■ Short exercise
Starting at the line that contains "Locate every instance of the baby's right", quote each line exactly through the last line of the entries, both included.
══════════
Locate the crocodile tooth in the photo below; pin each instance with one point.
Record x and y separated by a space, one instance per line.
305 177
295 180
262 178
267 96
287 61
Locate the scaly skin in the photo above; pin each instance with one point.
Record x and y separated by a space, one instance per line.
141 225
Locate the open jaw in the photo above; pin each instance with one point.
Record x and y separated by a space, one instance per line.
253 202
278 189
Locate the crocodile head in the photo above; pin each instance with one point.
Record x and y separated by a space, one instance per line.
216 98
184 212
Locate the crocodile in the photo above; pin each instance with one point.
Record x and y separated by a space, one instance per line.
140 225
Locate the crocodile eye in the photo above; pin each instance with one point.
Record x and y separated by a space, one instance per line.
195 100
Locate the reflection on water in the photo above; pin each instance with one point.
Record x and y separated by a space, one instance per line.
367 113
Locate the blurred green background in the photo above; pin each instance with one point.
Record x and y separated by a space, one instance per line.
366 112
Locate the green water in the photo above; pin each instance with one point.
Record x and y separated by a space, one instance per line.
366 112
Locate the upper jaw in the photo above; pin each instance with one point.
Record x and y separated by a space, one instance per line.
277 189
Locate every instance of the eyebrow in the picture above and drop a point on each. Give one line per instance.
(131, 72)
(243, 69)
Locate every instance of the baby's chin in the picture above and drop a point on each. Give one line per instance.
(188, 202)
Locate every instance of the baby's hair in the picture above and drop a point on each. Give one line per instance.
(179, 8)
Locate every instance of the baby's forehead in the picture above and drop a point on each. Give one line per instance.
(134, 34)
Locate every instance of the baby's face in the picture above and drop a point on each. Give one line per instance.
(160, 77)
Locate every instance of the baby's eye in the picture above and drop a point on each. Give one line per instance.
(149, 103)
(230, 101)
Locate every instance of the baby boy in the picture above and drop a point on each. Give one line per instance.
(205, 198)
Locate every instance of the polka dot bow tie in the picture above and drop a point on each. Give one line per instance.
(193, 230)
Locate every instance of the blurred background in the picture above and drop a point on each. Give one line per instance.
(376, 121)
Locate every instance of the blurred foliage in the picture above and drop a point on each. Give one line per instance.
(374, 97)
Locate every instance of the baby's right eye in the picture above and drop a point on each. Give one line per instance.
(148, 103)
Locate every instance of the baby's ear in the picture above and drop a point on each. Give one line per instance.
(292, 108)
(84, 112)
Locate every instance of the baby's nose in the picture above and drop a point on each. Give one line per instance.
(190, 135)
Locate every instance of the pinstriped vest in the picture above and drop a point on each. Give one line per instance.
══════════
■ Output
Locate every instance of the baby's right eye in the picture above and drop a point on each. Give one line per instance.
(148, 103)
Locate every instance of the baby's ear in the picture above and drop a point on each. Give one line per instance.
(292, 108)
(84, 112)
Locate every instance of the baby's nose in the picture above and drop a point on each. Give one line per instance.
(190, 135)
Locate every instance of the pinstriped vest in the picture above and drop a point on each. Give one line per instance.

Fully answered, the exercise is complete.